━━━━━ Passage to read

Which Spider-Man Is Stronger: Tobey Maguire or Tom Holland?
Although Spider-Man started as a comic book character, he has made his way to live-action video several times. I remember seeing him appear on The Electric Company in the 1970s for a short skit; it was cool but a little odd. In the modern era of live-action Spider-Man movies, we had the Tobey Maguire version, followed by Andrew Garfield’s turn, and finally the Tom Holland version that appears in the current Marvel Cinematic Universe. We got a chance to see all three in Spider-Man: No Way Home, which was great, plus a good excuse to answer the question of whether MJ could really hang on during one of Spidey’s swings.
But now it is time to ask an even tougher question: Which version of Spider-Man is the strongest? Let's compare the Maguire version in 2004’s Spider-Man 2 to the Holland version in 2017’s Spider-Man: Homecoming, since they perform similar actions: a test of strength that involves using Spidey’s webs to restrain a moving vehicle. Maguire’s Spider-Man stops a runaway subway train, and Holland’s uses webs to hold a splitting ferry together. (It would have been great to include Garfield’s version in this comparison, but there’s just not a scene that shows a similar feat of strength.)

━━━━━━━━━━
━━━━━ Data extract

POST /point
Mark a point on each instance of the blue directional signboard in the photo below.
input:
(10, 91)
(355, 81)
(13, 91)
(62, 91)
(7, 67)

━━━━━━━━━━

== Instructions for the task ==
Reproduce the passage above comparing the strength of the Tobey Maguire and Tom Holland versions of Spider-Man, word for word from its title to its final sentence.

== Task result ==
Which Spider-Man Is Stronger: Tobey Maguire or Tom Holland?
Although Spider-Man started as a comic book character, he has made his way to live-action video several times. I remember seeing him appear on The Electric Company in the 1970s for a short skit; it was cool but a little odd. In the modern era of live-action Spider-Man movies, we had the Tobey Maguire version, followed by Andrew Garfield’s turn, and finally the Tom Holland version that appears in the current Marvel Cinematic Universe. We got a chance to see all three in Spider-Man: No Way Home, which was great, plus a good excuse to answer the question of whether MJ could really hang on during one of Spidey’s swings.
But now it is time to ask an even tougher question: Which version of Spider-Man is the strongest? Let's compare the Maguire version in 2004’s Spider-Man 2 to the Holland version in 2017’s Spider-Man: Homecoming, since they perform similar actions: a test of strength that involves using Spidey’s webs to restrain a moving vehicle. Maguire’s Spider-Man stops a runaway subway train, and Holland’s uses webs to hold a splitting ferry together. (It would have been great to include Garfield’s version in this comparison, but there’s just not a scene that shows a similar feat of strength.)